(Today is National Pizza Day. One thing I miss about living in a larger city is the quality of pizza. People where I live act like certain pizza places in town are better than others, but frankly, it doesn't matter. Nobody here can do it like Bocce's in Buffalo or those places I ate at in Chicago or that one time in Philly. It's tough to screw up pizza. But something about those city pizzas put everyone else's pizza in their place. Time for Cardboard Appreciation. This is the 289th in a series):
Perhaps you heard the other day that Roger Kahn passed away at the age of 92.
Roger Kahn is one of the most acclaimed baseball writers who ever put pen to paper. He wrote "The Boys Of Summer," about the 1952 and 1953 Brooklyn Dodgers, a book that has been praised as the greatest baseball book in history.
I don't know whether that is the best baseball book or not. But I do know that because of that book, I am a sportswriter. Still.
It's not easy to become a sportswriter and it's even less easy to stay a sportswriter, especially these days. But even 40 or 50 years ago, it wasn't the life a mom would choose for her son.
Because of the uncertainty of the profession -- and my uncertainty about what I wanted to do -- I took many paths toward a career before settling on writing about athletes.
I began my post-high school career in computer sciences. It was the fastest-growing job industry of the early-to-mid 1980s and a way to ensure certain employment and a secure life, or at least that was the prevailing knowledge at the time.
I learned shortly that it wasn't for me. After a semester or two, I began to struggle with computer logic and the various languages I was required to learn. Cobol and Pascal and oh my god, I'm failing. I tried to stay with it because that's the type of person I am -- I don't quit early -- and I received a two-year degree, which then became the most useless piece of paper I ever worked to receive.

**WRITTEN REQUEST A**: Translate this sentence from the blog post into Spanish: "Roger Kahn is one of the most acclaimed baseball writers who ever put pen to paper."
**WRITTEN REQUEST B**: According to the blog post, which team and seasons does "The Boys Of Summer" cover?
**WRITTEN REQUEST C**: Print the stretch of the blog post from "I don't know" through "writing about athletes.".

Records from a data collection

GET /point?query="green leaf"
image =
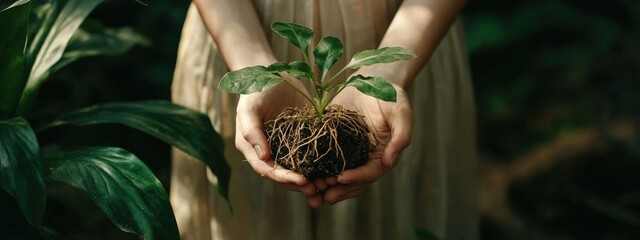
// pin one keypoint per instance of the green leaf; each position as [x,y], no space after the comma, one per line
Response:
[106,42]
[14,21]
[184,128]
[21,169]
[299,36]
[57,22]
[249,80]
[327,53]
[382,55]
[121,185]
[296,69]
[6,5]
[374,86]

**EXPECTED OUTPUT A**: Roger Kahn es uno de los escritores de béisbol más aclamados que jamás hayan tomado la pluma.

**EXPECTED OUTPUT B**: The 1952 and 1953 Brooklyn Dodgers.

**EXPECTED OUTPUT C**:
I don't know whether that is the best baseball book or not. But I do know that because of that book, I am a sportswriter. Still.
It's not easy to become a sportswriter and it's even less easy to stay a sportswriter, especially these days. But even 40 or 50 years ago, it wasn't the life a mom would choose for her son.
Because of the uncertainty of the profession -- and my uncertainty about what I wanted to do -- I took many paths toward a career before settling on writing about athletes.